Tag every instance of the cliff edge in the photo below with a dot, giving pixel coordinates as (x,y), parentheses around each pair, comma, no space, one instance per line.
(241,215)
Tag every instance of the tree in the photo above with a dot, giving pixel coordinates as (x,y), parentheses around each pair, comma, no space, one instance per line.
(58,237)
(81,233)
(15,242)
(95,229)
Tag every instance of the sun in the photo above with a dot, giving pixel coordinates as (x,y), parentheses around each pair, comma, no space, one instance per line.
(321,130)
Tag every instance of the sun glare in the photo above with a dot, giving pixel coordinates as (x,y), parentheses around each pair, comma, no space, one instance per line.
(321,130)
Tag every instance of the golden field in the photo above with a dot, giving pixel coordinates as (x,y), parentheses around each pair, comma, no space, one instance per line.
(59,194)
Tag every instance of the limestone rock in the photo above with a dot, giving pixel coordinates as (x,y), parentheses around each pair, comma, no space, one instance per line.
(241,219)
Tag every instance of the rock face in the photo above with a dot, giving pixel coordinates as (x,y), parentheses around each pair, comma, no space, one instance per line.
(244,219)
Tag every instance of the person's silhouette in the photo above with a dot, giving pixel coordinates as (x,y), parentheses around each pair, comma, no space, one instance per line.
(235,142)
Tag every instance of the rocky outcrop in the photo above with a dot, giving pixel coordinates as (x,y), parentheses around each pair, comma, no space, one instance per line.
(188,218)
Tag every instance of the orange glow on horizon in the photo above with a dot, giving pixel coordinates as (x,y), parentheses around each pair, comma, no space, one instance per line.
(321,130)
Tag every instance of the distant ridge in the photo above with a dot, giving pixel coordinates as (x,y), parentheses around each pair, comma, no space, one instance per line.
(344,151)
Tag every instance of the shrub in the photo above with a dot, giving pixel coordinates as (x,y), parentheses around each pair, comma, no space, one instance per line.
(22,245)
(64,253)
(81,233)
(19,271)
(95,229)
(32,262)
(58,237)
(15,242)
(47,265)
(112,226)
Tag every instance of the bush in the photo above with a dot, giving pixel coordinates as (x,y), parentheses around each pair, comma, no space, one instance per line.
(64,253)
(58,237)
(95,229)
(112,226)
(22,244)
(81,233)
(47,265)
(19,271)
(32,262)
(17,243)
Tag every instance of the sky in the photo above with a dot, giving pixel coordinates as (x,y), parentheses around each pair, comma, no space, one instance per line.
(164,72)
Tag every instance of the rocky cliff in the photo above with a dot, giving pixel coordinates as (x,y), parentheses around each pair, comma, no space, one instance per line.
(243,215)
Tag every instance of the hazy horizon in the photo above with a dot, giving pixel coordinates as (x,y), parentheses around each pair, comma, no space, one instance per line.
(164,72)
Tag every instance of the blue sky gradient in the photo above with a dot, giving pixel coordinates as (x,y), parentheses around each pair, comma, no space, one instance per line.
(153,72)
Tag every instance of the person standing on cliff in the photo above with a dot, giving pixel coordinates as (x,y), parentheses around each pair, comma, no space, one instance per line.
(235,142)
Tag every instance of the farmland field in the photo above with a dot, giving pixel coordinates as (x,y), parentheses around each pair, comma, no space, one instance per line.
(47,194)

## [What is expected]
Lay out the rows, from the line with "Tag every instance of the rocky outcrop" through the end of the rows, as a two-column CSV with the column names instruction and coordinates. Give one line for each row, with its text and its answer each in one quoted field and line breaks turned into spaces.

## [Solution to the problem]
instruction,coordinates
"Tag every instance of the rocky outcrop in the photo above with a dot, giving pixel coordinates as (x,y), parentheses around each pair, comma, no space, one instance per line.","(188,218)"
"Tag every instance of the orange glow on horizon in the photo above with a dot, giving pixel coordinates as (x,y), parentheses around each pair, comma, no space, one instance per line.","(321,130)"
"Tag every instance of the distant ridge in the photo above with a dot, giving pixel coordinates as (x,y), parentheses around each pair, comma, no space, one instance per line.","(344,151)"
"Tag every instance of the shrub in the photo above with a dot, giving pixel coordinates as (x,y), parentheses around each pair, comma, no space, one instance per line.","(22,245) (64,253) (81,233) (19,271) (95,229) (32,262) (58,237) (15,242) (47,265) (112,226)"
"Tag every instance of the bush in the photo above with a dot, giving pixel coordinates as (x,y), parentheses around each pair, comma, no space, one instance per line.","(64,253) (58,237) (95,229) (112,226) (22,244) (81,233) (47,265) (19,271) (32,262) (17,243)"
"Tag every instance of the sky in the photo above with a dot, giving pixel coordinates as (x,y), parentheses around each pair, comma, no space, one instance per line.","(164,72)"
"Tag every instance of the rocky cliff in the photo above with a dot, giving pixel coordinates as (x,y), parentheses around each pair, comma, no space, one instance per line.","(243,215)"
"Tag every instance of the hazy horizon in the photo above with a dot, giving pixel coordinates as (x,y), parentheses around each pair, comma, no space, one instance per line.","(164,72)"
"Tag every instance of the blue sky gradient in the photo above with a dot, giving pixel coordinates as (x,y), parentheses around each pair, comma, no space, one instance per line.","(153,72)"
"Tag every instance of the person standing on cliff in the photo above with a dot, giving pixel coordinates as (x,y), parentheses around each pair, comma, no space, one instance per line.","(235,142)"
"Tag every instance of the farmland field in the photo above with a dot, giving pixel coordinates as (x,y), parentheses around each pair, comma, no space, one instance per line.","(47,194)"